---- DATA SHOWN

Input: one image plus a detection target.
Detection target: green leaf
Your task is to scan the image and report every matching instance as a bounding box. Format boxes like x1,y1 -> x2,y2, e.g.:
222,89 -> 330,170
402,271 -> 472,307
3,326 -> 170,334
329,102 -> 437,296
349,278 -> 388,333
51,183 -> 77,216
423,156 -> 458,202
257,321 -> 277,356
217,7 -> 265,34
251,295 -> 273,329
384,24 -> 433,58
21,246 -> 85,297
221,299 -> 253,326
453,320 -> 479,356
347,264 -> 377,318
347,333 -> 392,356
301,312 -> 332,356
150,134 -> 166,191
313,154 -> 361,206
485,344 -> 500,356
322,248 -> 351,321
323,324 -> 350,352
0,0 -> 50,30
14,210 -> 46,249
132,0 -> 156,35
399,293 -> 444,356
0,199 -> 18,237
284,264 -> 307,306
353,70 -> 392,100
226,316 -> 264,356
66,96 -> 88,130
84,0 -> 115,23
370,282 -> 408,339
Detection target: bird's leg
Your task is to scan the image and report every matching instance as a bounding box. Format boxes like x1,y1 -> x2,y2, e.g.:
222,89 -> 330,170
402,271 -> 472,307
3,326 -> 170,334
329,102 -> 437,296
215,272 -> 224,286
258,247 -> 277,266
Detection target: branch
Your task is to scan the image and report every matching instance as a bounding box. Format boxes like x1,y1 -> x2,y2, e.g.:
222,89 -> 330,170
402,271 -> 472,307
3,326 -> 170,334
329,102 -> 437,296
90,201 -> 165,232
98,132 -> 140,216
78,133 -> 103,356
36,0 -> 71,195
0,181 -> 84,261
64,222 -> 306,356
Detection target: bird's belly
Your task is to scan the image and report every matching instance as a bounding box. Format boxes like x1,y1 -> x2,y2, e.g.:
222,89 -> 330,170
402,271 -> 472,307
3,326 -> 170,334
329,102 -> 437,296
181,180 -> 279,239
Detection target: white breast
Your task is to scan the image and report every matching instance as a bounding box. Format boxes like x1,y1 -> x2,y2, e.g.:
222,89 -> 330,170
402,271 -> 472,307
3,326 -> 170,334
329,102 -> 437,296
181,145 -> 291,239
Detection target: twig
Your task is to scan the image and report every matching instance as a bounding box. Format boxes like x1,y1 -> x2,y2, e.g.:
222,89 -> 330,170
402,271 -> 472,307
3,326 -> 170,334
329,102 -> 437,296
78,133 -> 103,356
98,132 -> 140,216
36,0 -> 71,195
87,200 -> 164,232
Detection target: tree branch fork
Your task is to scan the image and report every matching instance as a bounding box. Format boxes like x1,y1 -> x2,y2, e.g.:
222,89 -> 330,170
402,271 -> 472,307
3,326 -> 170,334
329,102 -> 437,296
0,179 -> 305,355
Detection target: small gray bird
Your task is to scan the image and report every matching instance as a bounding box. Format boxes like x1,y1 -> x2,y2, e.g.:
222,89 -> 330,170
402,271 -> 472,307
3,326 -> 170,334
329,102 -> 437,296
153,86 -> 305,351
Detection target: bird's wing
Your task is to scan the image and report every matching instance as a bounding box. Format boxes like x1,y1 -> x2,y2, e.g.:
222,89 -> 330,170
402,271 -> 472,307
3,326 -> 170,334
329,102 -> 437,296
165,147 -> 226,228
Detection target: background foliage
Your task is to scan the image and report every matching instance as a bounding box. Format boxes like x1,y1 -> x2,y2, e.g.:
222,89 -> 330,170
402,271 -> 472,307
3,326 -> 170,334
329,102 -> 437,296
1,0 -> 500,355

--------

*YOUR OBJECTIVE*: Find the number of lines above that hold the word "target", then write that number by itself.

*SOLUTION TO THIS PROBLEM*: 11